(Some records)
☆ ☆ ☆ ☆

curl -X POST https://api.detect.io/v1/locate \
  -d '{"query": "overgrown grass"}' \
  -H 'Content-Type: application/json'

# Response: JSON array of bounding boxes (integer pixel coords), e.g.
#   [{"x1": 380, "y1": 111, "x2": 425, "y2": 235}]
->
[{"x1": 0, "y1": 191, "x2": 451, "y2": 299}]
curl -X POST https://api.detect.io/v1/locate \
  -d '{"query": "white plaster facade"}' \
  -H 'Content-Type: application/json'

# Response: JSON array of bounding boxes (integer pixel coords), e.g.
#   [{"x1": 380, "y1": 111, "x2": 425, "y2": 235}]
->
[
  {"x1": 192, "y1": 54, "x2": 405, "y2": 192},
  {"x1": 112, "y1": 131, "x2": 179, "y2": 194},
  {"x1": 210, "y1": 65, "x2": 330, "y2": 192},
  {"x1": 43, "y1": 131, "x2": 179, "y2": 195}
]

☆ ☆ ☆ ☆

● What is expected
Rewrite every line of the data above as a numbered list, leaving out the blank lines.

● Right answer
1. curl -X POST https://api.detect.io/v1/locate \
2.   -d '{"query": "overgrown grass"}' \
3.   -H 'Content-Type: application/json'
4. # Response: JSON array of bounding boxes (integer pixel coords), e.g.
5. #   [{"x1": 380, "y1": 111, "x2": 425, "y2": 235}]
6. ->
7. [{"x1": 0, "y1": 191, "x2": 451, "y2": 299}]
8. curl -X POST https://api.detect.io/v1/locate \
9.   -d '{"query": "white plaster facade"}' \
10.   -H 'Content-Type: application/json'
11. # Response: JSON array of bounding boxes (integer pixel coords), e.g.
12. #   [{"x1": 380, "y1": 111, "x2": 425, "y2": 235}]
13. ->
14. [
15.   {"x1": 192, "y1": 54, "x2": 405, "y2": 192},
16.   {"x1": 112, "y1": 131, "x2": 179, "y2": 194},
17.   {"x1": 210, "y1": 65, "x2": 330, "y2": 192},
18.   {"x1": 43, "y1": 131, "x2": 179, "y2": 195}
19. ]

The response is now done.